*Exercise task*: Write out the lines from the line containing "man's trousers in the image above." through the final line of the listing below, exactly, omitting every other line.

Data extracted from a collection:
+++

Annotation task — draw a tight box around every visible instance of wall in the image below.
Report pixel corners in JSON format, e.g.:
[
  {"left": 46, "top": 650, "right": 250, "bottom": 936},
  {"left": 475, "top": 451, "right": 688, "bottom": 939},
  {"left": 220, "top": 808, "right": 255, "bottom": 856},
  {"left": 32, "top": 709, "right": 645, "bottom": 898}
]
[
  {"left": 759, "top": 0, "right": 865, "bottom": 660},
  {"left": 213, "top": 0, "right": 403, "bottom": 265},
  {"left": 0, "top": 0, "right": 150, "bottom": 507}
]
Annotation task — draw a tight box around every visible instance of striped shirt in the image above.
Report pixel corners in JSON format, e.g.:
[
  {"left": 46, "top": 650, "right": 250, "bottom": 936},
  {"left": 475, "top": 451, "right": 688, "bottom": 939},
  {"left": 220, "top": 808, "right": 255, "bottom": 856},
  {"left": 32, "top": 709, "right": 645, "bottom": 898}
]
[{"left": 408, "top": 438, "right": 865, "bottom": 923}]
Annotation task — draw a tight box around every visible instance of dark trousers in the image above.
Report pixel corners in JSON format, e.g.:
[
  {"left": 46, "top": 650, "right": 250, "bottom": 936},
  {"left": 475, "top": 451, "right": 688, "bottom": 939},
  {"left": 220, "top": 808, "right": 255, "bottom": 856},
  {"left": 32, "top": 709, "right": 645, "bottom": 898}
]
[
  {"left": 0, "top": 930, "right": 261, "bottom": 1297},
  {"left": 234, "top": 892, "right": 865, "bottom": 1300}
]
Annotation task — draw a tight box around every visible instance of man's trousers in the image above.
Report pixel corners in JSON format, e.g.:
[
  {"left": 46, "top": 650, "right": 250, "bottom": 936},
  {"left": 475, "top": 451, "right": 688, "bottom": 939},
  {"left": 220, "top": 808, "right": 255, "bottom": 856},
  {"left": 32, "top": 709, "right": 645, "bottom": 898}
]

+++

*Problem solution*:
Annotation task — draw a tight box around every visible instance of man's trousers in the image above.
Report pixel corners in JSON format, e.g.:
[
  {"left": 46, "top": 650, "right": 250, "bottom": 936},
  {"left": 475, "top": 451, "right": 688, "bottom": 939},
  {"left": 220, "top": 808, "right": 255, "bottom": 856},
  {"left": 32, "top": 709, "right": 645, "bottom": 898}
]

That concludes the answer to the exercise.